GOAL: Convert the data lines, starting at the line containing "Query: parked vehicle in background" and ending at the line containing "[[58,61],[77,61],[78,56],[72,53],[65,53],[55,57]]", into a Markdown table with the columns Row and Line. Leave out any blank lines.

Raw records
========================
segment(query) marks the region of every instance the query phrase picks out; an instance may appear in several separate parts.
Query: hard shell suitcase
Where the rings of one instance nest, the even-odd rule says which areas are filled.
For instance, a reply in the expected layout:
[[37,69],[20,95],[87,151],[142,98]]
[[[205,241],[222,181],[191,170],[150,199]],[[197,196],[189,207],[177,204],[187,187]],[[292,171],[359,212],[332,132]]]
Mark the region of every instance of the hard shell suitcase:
========================
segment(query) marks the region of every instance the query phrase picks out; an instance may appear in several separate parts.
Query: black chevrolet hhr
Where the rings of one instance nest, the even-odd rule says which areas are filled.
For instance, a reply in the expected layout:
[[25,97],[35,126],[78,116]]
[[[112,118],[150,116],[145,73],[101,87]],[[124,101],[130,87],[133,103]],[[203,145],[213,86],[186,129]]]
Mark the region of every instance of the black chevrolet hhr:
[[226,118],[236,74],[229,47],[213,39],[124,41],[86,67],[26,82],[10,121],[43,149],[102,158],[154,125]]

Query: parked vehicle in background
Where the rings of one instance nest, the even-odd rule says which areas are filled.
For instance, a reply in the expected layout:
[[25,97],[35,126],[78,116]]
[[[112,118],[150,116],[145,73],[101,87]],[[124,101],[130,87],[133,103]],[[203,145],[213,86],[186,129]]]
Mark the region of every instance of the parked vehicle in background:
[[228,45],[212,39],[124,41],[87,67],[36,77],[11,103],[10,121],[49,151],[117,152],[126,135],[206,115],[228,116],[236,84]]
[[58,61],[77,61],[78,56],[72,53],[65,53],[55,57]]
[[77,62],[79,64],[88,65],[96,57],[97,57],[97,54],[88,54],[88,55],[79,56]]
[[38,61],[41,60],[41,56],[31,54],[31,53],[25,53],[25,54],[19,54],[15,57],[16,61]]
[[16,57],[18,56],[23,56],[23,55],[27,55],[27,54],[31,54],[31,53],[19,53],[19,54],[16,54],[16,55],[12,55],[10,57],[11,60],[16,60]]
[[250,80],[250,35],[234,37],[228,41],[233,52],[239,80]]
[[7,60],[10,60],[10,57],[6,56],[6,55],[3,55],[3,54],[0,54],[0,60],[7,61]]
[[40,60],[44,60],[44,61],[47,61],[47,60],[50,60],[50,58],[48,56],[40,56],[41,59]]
========================
WRITTEN RESPONSE:
| Row | Line |
|---|---|
| 1 | Query: parked vehicle in background |
| 2 | Where the rings of one instance nest, the even-odd rule says which areas are filled. |
| 3 | For instance, a reply in the expected layout: |
| 4 | [[25,97],[35,126],[78,116]] |
| 5 | [[[112,118],[150,116],[145,73],[101,87]],[[124,101],[130,87],[133,103]],[[203,145],[213,86],[186,129]]] |
| 6 | Mark the region of every instance of the parked vehicle in background: |
| 7 | [[228,45],[212,39],[124,41],[87,67],[36,77],[11,103],[10,121],[49,151],[117,152],[126,135],[206,115],[228,116],[236,84]] |
| 8 | [[58,61],[77,61],[78,56],[72,53],[65,53],[55,57]] |